Requirement: In the interview about Lebanon's prisons, translate this sentence into Spanish: "I was released after two days spent at the main police station in Zahle."

Exercise passage:
■ ■ ■ ■ ■

One the eve of the publication of her groundbreaking memoir, Les murs ne font pas la prison (“The walls do not make the prison,” to be published by Editions Tamyras), Joëlle Giappési sits down with NOW Lebanon to discuss her experiences in Lebanon’s prisons. A former USJ professor, Giappési was sentenced to five years behind bars for the consumption and transfer of heroin. She spent time in Baabda Prison for Women, Barbar Khazen Prison, and Tripoli Modern Prison before her release in 2006. Giappési tells NOW Lebanon of her experiences in the slammer.
NOW Lebanon: Can you explain why and when you went to prison, and which one you were sent to?
Joëlle Giappési: I turned 50 this year. I started heroin consumption here in Lebanon during the civil war, in 1981, at the age of 23. I lived in Paris and Beirut (I’m originally French, but became Lebanese through marriage), but I was never arrested in France. This happened in Lebanon. First in 1995, [I was arrested] for heroin consumption. I was released after two days spent at the main police station in Zahle. Then in 1998, same place, same reason, but I stayed a little longer. Then in Beirut, [in] February 2001 – I was a university teacher at that time at USJ [Université Saint-Joseph]. I was brought to Baabda prison for women, where I stayed three months, then was moved to Barbar Khazen prison in Verdun, where I stayed four years and three months, before being transferred to Tripoli Modern Prison for women for the last six months of my sentence. I was sentenced for five years for consumption and “transfer” of heroin (the word in Arabic is tarweej, and the crime is assimilated to dealing).

■ ■ ■ ■ ■

The data:
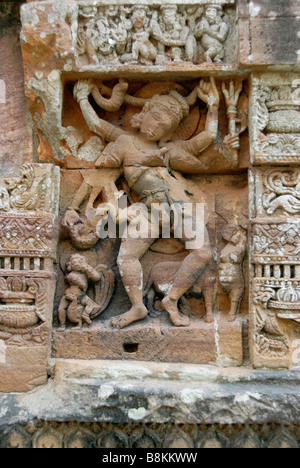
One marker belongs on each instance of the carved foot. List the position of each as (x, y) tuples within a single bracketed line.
[(231, 317), (209, 317), (134, 315), (176, 318)]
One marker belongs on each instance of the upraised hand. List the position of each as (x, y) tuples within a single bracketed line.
[(232, 94), (83, 89), (208, 92)]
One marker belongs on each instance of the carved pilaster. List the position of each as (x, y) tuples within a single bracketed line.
[(275, 251), (28, 239)]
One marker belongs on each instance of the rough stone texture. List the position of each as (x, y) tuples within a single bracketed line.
[(16, 129), (40, 434), (162, 393), (269, 32)]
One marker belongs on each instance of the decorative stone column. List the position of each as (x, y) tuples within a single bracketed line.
[(275, 202), (28, 239)]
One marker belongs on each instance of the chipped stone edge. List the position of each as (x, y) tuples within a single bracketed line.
[(118, 392)]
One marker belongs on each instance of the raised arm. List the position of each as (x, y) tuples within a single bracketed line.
[(209, 94), (105, 130)]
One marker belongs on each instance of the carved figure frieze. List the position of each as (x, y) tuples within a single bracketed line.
[(76, 306), (152, 35), (277, 192)]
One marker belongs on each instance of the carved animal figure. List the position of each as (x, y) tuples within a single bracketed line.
[(231, 271), (161, 279), (76, 305)]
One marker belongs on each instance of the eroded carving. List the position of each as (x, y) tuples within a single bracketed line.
[(76, 305), (276, 119), (146, 158), (231, 274)]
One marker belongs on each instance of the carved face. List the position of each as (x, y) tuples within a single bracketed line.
[(138, 18), (169, 16), (112, 10), (211, 15), (157, 124)]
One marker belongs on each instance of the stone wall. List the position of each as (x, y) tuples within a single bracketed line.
[(227, 376)]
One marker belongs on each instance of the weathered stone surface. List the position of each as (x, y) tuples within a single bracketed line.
[(142, 392), (152, 342), (28, 238), (272, 32), (16, 130)]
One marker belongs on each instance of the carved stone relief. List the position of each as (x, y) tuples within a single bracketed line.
[(275, 119), (160, 138), (28, 241), (276, 271), (143, 103), (148, 34)]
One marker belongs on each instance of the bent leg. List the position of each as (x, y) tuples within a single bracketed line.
[(189, 272), (132, 250)]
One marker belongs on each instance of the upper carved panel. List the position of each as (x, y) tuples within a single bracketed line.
[(152, 34), (34, 189), (275, 119)]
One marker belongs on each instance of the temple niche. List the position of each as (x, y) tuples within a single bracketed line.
[(175, 169), (162, 142), (139, 106)]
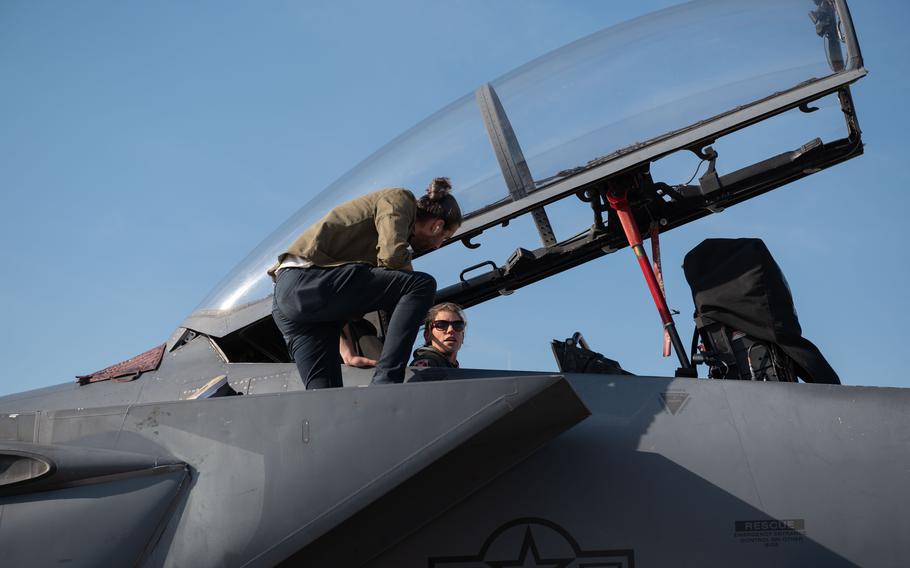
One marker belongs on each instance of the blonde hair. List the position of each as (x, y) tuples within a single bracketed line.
[(434, 311)]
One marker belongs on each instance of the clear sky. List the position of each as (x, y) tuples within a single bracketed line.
[(147, 147)]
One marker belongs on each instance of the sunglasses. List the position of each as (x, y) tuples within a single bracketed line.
[(443, 325)]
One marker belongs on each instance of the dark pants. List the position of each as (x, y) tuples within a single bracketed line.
[(311, 305)]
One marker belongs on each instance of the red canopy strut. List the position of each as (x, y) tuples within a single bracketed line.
[(620, 203)]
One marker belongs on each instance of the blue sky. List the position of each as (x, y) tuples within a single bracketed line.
[(146, 148)]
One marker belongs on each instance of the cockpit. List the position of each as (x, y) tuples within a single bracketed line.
[(530, 154)]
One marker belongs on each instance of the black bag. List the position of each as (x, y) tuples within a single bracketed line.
[(573, 356), (745, 315), (737, 355)]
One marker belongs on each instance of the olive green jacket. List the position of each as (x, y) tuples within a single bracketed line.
[(373, 229)]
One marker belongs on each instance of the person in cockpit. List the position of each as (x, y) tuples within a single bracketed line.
[(443, 336), (355, 260)]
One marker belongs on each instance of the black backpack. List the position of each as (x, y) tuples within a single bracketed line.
[(745, 316)]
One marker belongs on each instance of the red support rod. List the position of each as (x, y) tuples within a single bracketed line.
[(620, 203)]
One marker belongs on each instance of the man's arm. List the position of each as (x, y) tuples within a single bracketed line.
[(349, 355), (395, 216)]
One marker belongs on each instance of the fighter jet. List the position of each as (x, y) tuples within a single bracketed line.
[(207, 451)]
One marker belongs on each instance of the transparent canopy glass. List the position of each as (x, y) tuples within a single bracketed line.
[(577, 106)]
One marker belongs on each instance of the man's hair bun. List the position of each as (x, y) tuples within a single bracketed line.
[(439, 188)]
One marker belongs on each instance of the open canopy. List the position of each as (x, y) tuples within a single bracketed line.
[(608, 103)]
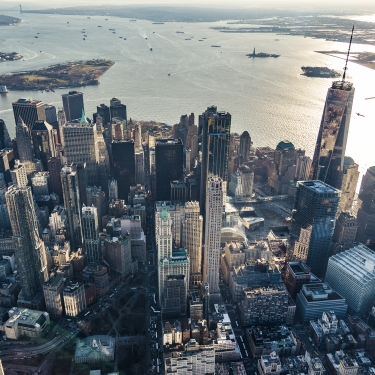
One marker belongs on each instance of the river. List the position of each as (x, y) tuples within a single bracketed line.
[(267, 97)]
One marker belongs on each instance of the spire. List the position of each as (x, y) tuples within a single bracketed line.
[(347, 56), (83, 118)]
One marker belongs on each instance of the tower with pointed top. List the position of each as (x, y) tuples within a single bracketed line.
[(23, 137), (329, 154)]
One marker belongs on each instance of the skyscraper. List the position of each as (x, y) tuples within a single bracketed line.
[(73, 105), (245, 145), (168, 165), (5, 141), (81, 146), (90, 231), (25, 151), (72, 205), (29, 110), (43, 142), (103, 111), (313, 222), (328, 160), (349, 184), (117, 109), (213, 221), (123, 159), (28, 247), (366, 209), (214, 129), (192, 232)]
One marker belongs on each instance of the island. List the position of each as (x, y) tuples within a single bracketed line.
[(366, 59), (8, 20), (261, 54), (70, 74), (10, 56), (319, 71)]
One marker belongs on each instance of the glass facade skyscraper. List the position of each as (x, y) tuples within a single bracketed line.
[(328, 160), (313, 223), (214, 130)]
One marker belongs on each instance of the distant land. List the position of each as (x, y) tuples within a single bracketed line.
[(10, 56), (366, 59), (70, 74), (320, 72), (8, 21)]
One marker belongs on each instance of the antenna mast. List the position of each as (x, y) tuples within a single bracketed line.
[(347, 56)]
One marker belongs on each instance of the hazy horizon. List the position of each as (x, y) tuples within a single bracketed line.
[(341, 6)]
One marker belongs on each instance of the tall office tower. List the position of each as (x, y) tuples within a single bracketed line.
[(123, 159), (24, 145), (5, 141), (90, 231), (51, 116), (349, 184), (214, 127), (352, 274), (112, 189), (345, 232), (43, 142), (40, 183), (138, 136), (164, 233), (61, 119), (366, 209), (168, 166), (81, 146), (29, 110), (192, 232), (282, 171), (118, 109), (139, 167), (103, 111), (29, 249), (19, 175), (313, 222), (303, 166), (97, 198), (212, 233), (328, 160), (54, 167), (245, 145), (69, 182), (73, 105)]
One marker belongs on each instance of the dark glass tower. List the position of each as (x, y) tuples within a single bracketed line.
[(313, 223), (366, 210), (328, 160), (214, 130), (5, 141), (30, 111), (29, 249), (117, 109), (103, 111), (123, 166), (43, 142), (73, 105), (168, 166)]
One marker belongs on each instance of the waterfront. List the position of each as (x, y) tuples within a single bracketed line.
[(267, 97)]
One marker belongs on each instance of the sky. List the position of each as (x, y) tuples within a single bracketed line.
[(295, 4)]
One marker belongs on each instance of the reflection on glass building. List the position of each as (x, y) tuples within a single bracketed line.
[(313, 223), (328, 161)]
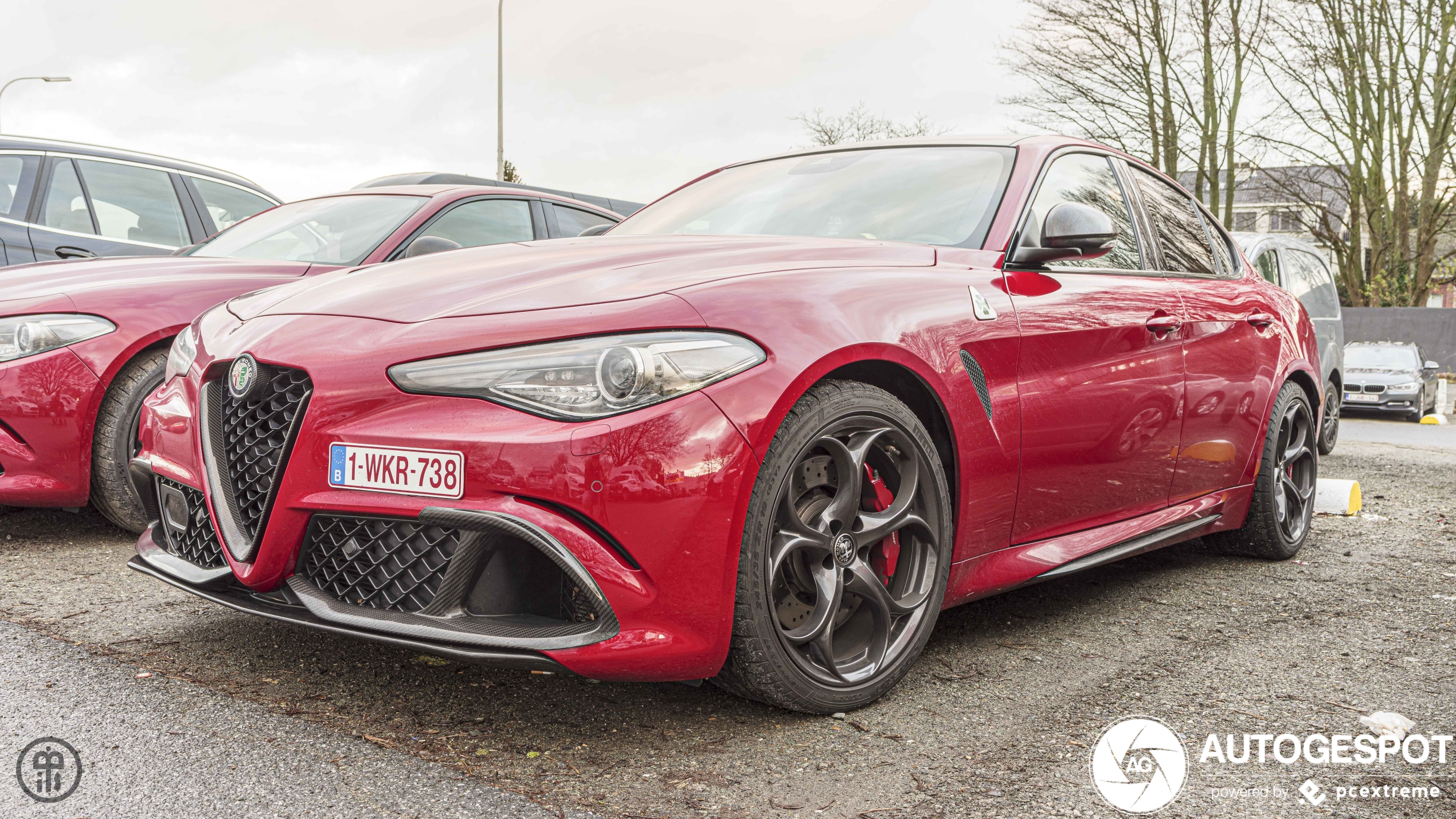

■ ■ ■ ■ ■

Problem solution: Me liberaron después de pasar dos días en la comisaría central de policía de Zahle.